## Document text

════

Confusable Type Injection
A key training challenge is confusable pairs – columns with nearly identical value distributions but different semantic types. The generation pipeline deliberately injects these:
| Confusable Pair | Value Pattern | Distinguishing Context |
|---|---|---|
| Advertising ID vs GUID | Both UUIDv4 format | Table context (ad_events vs generic) |
| Bank account vs payment card | Both numeric strings | Length, check digit algorithm |
| Phone number vs fax number | Both +1-XXX-XXX-XXXX | Column name, co-occurring columns |
| ZIP code vs department code | Both 5-digit numbers | Geographic context vs org context |
| Patient ID vs provider ID | Both XXX-NNNNN format | Foreign key relationships |
By generating schemas where these confusable types coexist – often in the same database – the model learns to resolve ambiguity using cross-column and cross-table context rather than single-column pattern matching.

════

Records from a data collection
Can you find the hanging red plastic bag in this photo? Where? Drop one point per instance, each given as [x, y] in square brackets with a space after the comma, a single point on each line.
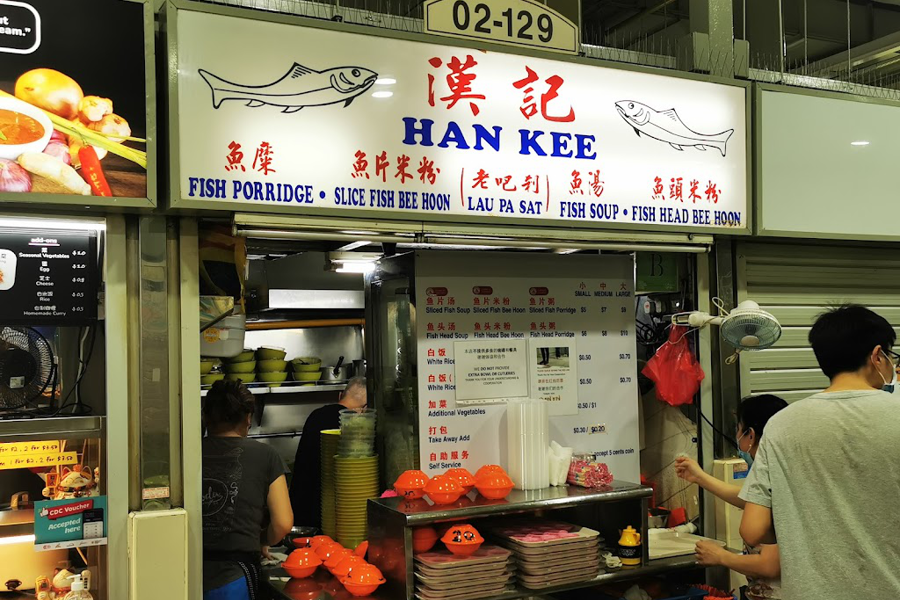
[674, 369]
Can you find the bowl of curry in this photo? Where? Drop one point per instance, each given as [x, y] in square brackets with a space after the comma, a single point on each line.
[23, 128]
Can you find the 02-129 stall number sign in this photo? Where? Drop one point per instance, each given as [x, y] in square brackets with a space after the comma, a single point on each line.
[512, 22]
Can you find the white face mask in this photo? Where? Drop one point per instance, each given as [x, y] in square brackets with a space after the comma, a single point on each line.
[891, 387]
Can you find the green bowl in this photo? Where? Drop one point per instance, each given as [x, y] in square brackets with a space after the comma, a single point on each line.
[306, 364]
[270, 354]
[246, 367]
[244, 377]
[244, 356]
[271, 366]
[275, 379]
[304, 376]
[211, 379]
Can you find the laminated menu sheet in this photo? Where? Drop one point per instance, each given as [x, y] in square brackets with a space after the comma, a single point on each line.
[572, 317]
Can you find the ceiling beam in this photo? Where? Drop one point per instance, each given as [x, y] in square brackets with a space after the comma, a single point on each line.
[875, 51]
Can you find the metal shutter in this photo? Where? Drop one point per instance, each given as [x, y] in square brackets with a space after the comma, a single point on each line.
[796, 283]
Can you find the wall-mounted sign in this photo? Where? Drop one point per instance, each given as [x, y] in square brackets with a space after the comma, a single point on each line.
[74, 117]
[72, 523]
[280, 118]
[572, 319]
[48, 277]
[514, 22]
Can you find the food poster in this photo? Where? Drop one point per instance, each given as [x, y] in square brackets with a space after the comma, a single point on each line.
[73, 98]
[553, 375]
[490, 371]
[581, 305]
[281, 118]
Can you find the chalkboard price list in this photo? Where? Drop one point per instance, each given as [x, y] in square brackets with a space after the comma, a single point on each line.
[48, 277]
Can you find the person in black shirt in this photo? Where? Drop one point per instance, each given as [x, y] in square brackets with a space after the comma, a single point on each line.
[306, 485]
[246, 504]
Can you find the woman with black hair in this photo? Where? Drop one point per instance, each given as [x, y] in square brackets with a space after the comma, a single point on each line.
[246, 504]
[761, 565]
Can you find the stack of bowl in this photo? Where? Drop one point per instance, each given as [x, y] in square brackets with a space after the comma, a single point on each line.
[357, 482]
[357, 434]
[307, 369]
[271, 367]
[330, 440]
[241, 367]
[207, 376]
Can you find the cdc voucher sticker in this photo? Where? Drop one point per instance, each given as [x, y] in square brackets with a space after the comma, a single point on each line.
[20, 28]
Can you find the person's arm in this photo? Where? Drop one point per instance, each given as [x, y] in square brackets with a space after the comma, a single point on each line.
[281, 517]
[689, 470]
[765, 565]
[757, 527]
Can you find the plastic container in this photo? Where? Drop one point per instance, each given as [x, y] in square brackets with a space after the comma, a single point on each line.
[225, 339]
[528, 443]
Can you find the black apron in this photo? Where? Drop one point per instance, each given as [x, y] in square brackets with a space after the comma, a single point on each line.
[249, 562]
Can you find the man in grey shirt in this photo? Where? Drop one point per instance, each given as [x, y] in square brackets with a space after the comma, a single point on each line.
[827, 473]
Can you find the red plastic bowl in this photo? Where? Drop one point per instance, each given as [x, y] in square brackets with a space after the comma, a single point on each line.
[463, 478]
[494, 486]
[411, 484]
[424, 539]
[299, 572]
[443, 490]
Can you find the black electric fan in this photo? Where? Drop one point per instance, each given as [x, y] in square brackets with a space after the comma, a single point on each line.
[26, 367]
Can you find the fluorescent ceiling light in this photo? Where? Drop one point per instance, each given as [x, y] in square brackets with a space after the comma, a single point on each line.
[17, 539]
[356, 267]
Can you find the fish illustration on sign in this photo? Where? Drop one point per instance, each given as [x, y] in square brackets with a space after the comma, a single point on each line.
[666, 126]
[299, 88]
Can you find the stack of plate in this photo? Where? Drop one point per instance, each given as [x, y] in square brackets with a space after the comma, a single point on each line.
[551, 553]
[357, 434]
[444, 576]
[330, 441]
[356, 480]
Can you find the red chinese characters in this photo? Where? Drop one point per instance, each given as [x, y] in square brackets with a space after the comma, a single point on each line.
[529, 106]
[459, 82]
[262, 162]
[361, 165]
[235, 157]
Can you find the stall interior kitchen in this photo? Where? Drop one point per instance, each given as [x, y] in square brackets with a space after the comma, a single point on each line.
[525, 342]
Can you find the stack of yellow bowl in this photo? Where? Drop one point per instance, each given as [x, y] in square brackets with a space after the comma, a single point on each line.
[241, 367]
[271, 368]
[330, 440]
[356, 482]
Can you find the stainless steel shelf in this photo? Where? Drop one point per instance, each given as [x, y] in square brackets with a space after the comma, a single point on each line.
[518, 501]
[656, 567]
[26, 430]
[287, 388]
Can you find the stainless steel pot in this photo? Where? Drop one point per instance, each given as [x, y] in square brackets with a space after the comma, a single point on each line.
[359, 367]
[338, 372]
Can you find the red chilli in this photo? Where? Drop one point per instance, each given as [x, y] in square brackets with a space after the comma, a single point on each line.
[92, 172]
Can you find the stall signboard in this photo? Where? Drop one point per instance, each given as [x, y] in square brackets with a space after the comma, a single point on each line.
[49, 277]
[76, 102]
[277, 117]
[70, 523]
[572, 316]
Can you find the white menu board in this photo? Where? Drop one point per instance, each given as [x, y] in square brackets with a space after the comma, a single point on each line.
[582, 306]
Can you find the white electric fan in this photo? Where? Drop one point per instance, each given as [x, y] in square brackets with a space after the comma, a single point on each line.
[747, 327]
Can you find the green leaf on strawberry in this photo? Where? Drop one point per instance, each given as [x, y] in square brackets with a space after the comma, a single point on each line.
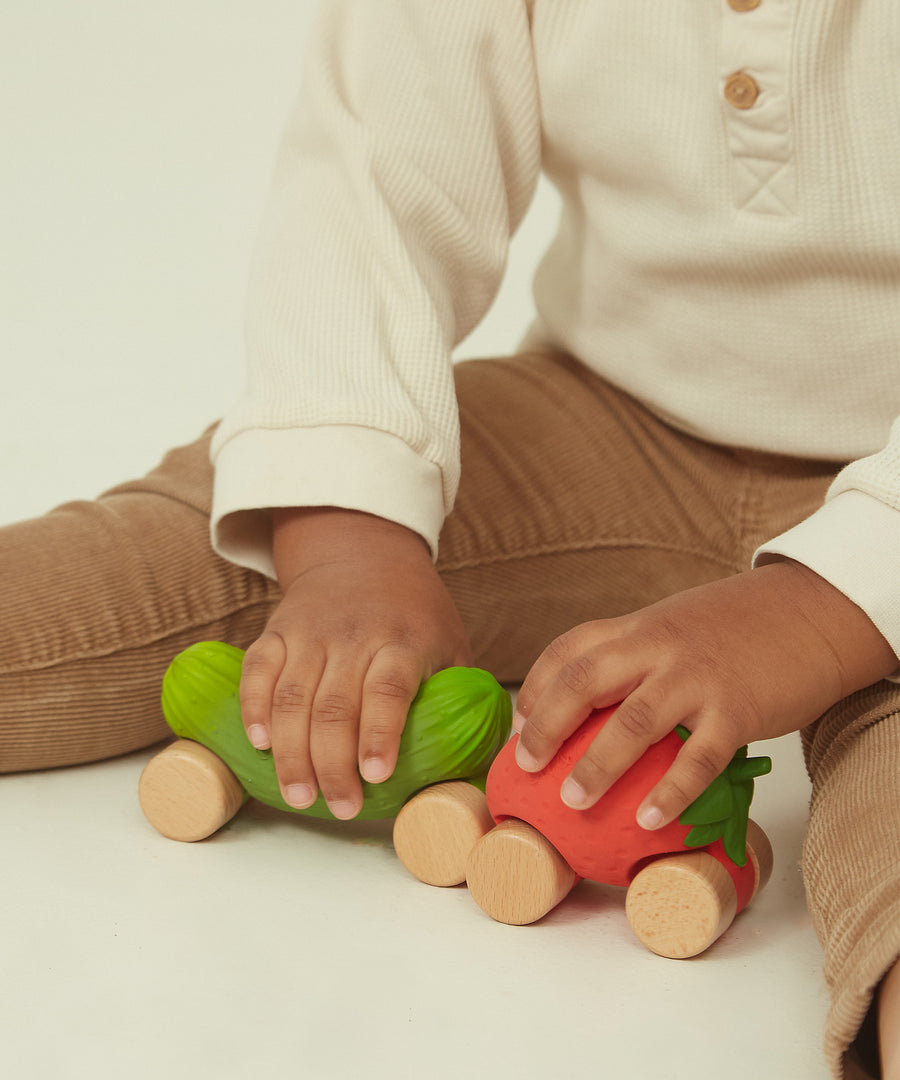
[723, 811]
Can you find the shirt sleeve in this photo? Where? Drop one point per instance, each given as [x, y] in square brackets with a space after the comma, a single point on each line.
[854, 540]
[407, 163]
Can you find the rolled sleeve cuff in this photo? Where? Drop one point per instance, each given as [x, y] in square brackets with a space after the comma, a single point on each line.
[353, 468]
[854, 542]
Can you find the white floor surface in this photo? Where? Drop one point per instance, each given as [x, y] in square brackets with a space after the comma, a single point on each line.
[137, 142]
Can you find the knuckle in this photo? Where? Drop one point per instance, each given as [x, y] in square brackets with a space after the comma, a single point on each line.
[637, 718]
[390, 688]
[575, 676]
[332, 707]
[291, 697]
[264, 653]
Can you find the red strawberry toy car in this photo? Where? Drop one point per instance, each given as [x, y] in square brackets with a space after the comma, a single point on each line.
[521, 849]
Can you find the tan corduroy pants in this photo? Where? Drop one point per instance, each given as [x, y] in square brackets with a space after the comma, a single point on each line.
[576, 503]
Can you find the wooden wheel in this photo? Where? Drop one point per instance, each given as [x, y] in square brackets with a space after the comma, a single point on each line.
[437, 829]
[515, 875]
[187, 792]
[679, 905]
[760, 853]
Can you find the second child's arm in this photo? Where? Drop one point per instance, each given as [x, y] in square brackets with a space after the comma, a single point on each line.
[365, 619]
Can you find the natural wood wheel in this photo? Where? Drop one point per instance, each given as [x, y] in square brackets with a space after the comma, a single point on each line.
[515, 875]
[437, 829]
[679, 905]
[187, 792]
[761, 854]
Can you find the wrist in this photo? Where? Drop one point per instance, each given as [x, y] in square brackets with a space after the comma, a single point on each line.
[856, 646]
[307, 537]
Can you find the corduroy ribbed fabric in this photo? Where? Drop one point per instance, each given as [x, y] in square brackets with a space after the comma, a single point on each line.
[575, 503]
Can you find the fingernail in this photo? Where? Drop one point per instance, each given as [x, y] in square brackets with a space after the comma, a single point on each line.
[375, 770]
[573, 794]
[258, 736]
[526, 760]
[299, 796]
[649, 818]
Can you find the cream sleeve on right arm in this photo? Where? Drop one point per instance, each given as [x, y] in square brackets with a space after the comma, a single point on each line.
[410, 160]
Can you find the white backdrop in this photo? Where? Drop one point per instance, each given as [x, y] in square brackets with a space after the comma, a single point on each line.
[137, 143]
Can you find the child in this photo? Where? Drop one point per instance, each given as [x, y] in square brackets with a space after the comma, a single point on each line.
[682, 495]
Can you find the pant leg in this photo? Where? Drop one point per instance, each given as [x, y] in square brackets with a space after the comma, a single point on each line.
[97, 598]
[851, 864]
[573, 504]
[577, 503]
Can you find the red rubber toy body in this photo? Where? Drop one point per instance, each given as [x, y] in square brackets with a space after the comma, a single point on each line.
[603, 844]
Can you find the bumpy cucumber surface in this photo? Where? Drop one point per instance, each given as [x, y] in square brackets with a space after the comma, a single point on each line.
[456, 726]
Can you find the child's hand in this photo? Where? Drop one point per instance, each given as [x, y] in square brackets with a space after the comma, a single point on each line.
[747, 658]
[364, 621]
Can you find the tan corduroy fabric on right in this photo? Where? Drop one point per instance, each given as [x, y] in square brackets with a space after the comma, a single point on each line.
[576, 503]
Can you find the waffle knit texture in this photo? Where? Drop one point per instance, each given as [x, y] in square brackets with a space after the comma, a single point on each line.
[734, 269]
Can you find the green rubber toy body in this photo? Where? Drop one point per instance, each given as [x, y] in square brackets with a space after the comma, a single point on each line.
[456, 726]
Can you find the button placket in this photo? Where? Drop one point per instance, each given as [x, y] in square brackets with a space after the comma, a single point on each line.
[754, 69]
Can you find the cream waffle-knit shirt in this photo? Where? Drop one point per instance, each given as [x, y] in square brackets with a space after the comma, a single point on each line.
[728, 250]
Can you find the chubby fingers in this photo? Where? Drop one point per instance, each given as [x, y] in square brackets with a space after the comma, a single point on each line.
[390, 685]
[585, 671]
[330, 719]
[577, 673]
[308, 712]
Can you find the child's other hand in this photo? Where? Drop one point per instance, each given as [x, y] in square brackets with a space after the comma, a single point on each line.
[365, 619]
[750, 657]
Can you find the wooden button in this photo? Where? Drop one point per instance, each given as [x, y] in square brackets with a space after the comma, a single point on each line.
[741, 91]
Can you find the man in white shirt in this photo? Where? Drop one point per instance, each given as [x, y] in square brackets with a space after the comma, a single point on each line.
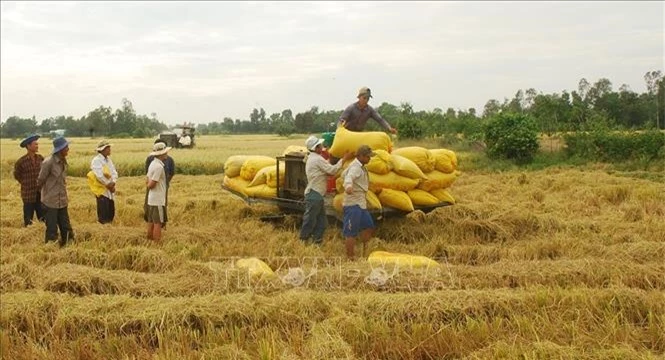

════

## Assigned task 1
Answer these questions using the text on confusable type injection:
(a) Which value pattern do Advertising ID and GUID share?
(b) What distinguishes a bank account from a payment card?
(c) What context does the model learn to use to resolve ambiguity, in place of single-column pattern matching?
## Assigned task 2
Proceed with the text on confusable type injection, carrying it on from its final sentence.

## Output 1
(a) Both use the UUIDv4 format.
(b) Length and the check digit algorithm.
(c) Cross-column and cross-table context.

## Output 2
Scale Arithmetic
Working through concrete numbers:
| Stage | Count | Basis |
|---|---|---|
| FineWeb-Edu passages | ~500M | 1.3T tokens / ~2,600 tokens per passage |
| Ontology fragments | ~1–5 per passage | Domain-dependent entity density |
| Schemas per fragment | ~1–10 | Normalization and naming variation |
| Tables per schema | ~5–50 | Domain complexity |
| Rows per table | ~100–10,000 | Configurable per generation |
| Total table instances | >10 billion | Conservative lower bound |
The bottleneck is LLM inference for ontology extraction (Stage 1), not data generation. Once an ontology fragment exists, schema projection and data population are purely procedural and can run on commodity hardware at millions of tables per hour.